EXERCISE INPUTS section start

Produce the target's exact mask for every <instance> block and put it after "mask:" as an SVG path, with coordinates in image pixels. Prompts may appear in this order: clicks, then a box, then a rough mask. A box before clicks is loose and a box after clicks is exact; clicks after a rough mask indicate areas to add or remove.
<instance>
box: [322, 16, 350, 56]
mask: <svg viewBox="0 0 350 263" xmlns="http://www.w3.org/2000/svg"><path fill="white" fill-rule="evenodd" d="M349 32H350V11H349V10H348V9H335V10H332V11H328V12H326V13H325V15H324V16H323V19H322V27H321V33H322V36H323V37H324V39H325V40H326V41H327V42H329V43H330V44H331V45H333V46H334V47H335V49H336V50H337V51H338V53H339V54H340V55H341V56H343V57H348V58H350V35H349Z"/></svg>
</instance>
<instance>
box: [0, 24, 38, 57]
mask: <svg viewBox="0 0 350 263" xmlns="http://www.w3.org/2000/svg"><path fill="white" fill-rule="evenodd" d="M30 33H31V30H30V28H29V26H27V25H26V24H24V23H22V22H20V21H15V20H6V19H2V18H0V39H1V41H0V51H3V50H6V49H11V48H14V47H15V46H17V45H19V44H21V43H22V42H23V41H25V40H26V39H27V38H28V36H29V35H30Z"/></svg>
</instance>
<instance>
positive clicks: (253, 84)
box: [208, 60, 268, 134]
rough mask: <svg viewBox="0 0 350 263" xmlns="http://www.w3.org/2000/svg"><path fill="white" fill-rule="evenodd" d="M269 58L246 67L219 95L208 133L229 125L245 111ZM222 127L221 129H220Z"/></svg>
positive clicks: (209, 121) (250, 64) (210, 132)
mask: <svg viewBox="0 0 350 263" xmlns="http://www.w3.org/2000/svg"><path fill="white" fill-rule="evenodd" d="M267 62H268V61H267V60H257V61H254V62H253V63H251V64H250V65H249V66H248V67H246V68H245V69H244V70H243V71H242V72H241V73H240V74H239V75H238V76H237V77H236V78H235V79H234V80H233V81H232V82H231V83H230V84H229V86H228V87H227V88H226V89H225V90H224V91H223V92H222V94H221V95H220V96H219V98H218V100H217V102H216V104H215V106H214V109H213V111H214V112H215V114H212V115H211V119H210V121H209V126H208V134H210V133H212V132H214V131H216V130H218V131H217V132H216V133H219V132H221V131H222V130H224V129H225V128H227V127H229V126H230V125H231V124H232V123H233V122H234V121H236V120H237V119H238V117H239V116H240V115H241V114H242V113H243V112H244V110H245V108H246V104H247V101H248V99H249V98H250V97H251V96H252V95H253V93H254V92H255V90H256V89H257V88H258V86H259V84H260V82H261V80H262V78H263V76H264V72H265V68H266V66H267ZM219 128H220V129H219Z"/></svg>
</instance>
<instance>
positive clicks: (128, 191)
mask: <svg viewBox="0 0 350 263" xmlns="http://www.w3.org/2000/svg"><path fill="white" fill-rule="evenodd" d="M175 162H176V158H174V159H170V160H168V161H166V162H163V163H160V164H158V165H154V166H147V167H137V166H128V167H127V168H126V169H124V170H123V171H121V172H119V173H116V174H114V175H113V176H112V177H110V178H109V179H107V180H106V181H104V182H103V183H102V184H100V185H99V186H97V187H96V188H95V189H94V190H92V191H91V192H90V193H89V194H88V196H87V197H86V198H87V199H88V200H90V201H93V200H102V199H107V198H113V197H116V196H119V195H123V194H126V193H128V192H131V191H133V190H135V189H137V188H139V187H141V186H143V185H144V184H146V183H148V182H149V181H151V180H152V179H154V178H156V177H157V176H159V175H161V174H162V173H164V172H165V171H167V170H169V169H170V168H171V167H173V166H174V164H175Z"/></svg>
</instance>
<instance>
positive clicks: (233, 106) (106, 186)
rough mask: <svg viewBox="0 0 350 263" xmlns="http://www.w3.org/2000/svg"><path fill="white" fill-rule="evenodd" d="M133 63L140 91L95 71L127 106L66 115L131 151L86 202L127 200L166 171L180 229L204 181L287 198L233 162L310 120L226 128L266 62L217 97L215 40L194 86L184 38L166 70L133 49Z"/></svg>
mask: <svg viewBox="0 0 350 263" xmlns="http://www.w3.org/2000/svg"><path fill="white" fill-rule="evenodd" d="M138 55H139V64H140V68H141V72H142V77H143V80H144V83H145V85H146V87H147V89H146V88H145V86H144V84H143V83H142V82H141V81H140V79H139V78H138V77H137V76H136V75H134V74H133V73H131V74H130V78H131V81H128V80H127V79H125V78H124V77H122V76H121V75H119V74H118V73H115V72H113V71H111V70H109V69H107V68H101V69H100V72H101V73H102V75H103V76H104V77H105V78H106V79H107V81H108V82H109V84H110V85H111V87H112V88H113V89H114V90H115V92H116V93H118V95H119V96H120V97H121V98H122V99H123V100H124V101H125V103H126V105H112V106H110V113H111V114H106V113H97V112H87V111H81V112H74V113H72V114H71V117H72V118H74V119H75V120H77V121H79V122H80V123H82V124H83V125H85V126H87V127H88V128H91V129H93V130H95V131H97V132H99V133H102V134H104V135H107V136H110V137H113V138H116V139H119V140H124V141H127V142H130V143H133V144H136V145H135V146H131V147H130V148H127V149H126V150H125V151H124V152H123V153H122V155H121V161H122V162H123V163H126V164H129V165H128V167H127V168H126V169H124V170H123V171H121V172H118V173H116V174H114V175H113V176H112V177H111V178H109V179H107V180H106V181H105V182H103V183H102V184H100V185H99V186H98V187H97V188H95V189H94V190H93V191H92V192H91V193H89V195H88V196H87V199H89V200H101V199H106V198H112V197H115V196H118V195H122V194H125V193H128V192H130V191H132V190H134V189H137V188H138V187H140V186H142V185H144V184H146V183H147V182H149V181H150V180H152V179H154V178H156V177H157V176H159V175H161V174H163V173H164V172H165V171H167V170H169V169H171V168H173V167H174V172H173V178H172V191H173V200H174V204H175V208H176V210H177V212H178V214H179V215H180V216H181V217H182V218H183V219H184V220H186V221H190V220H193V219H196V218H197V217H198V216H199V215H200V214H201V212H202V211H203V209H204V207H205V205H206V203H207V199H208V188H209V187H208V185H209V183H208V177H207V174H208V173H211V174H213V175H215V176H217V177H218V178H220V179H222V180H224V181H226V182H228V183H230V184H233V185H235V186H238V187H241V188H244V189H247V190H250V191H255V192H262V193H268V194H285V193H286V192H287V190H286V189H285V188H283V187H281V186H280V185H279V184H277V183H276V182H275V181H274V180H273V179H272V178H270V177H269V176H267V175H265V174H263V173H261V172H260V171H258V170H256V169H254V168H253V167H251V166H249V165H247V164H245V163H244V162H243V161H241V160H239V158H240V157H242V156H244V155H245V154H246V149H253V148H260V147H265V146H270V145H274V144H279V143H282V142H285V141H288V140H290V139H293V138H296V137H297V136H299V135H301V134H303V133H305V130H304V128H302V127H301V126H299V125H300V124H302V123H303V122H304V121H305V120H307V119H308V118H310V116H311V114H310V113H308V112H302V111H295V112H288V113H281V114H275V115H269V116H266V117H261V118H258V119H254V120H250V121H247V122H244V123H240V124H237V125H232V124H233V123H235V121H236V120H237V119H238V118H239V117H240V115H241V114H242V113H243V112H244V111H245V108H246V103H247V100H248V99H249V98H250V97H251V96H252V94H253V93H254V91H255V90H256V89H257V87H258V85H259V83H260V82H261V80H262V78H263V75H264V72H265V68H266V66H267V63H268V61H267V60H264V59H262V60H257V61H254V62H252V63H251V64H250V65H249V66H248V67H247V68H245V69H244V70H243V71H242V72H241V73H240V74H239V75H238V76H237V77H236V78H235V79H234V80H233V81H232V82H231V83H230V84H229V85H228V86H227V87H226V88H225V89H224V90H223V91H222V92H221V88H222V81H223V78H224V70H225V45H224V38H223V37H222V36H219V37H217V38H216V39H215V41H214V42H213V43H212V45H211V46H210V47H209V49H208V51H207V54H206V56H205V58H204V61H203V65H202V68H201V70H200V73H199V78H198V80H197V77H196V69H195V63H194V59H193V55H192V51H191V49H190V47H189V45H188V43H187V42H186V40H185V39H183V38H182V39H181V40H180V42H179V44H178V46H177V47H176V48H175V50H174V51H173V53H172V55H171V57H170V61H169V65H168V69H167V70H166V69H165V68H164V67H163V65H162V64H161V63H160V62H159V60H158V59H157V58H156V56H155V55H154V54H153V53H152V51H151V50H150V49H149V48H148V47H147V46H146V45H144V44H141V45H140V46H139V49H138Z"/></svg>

EXERCISE INPUTS section end

Transcribe verbatim. Cover the lines from the first line of the entries above to the line containing "box: [208, 60, 268, 134]", inclusive.

ANSWER SPACE:
Produce the target's exact mask for every <instance> block and put it after "mask:" as an SVG path, with coordinates in image pixels. Prompts may appear in this order: clicks, then a box, then a rough mask. A box before clicks is loose and a box after clicks is exact; clicks after a rough mask indicate areas to add or remove.
<instance>
box: [322, 16, 350, 56]
mask: <svg viewBox="0 0 350 263" xmlns="http://www.w3.org/2000/svg"><path fill="white" fill-rule="evenodd" d="M349 32H350V11H349V10H348V9H335V10H332V11H328V12H326V13H325V15H324V16H323V19H322V27H321V33H322V36H323V37H324V39H325V40H326V41H327V42H329V43H330V44H331V45H333V46H334V47H335V49H336V50H337V51H338V53H339V54H340V55H341V56H343V57H348V58H350V35H349Z"/></svg>
</instance>
<instance>
box: [0, 24, 38, 57]
mask: <svg viewBox="0 0 350 263" xmlns="http://www.w3.org/2000/svg"><path fill="white" fill-rule="evenodd" d="M30 33H31V30H30V28H29V26H27V25H26V24H24V23H22V22H20V21H15V20H6V19H2V18H0V39H1V41H0V51H3V50H6V49H11V48H14V47H15V46H17V45H19V44H21V43H22V42H23V41H25V40H26V39H27V38H28V36H29V35H30Z"/></svg>
</instance>
<instance>
positive clicks: (253, 84)
box: [208, 60, 268, 134]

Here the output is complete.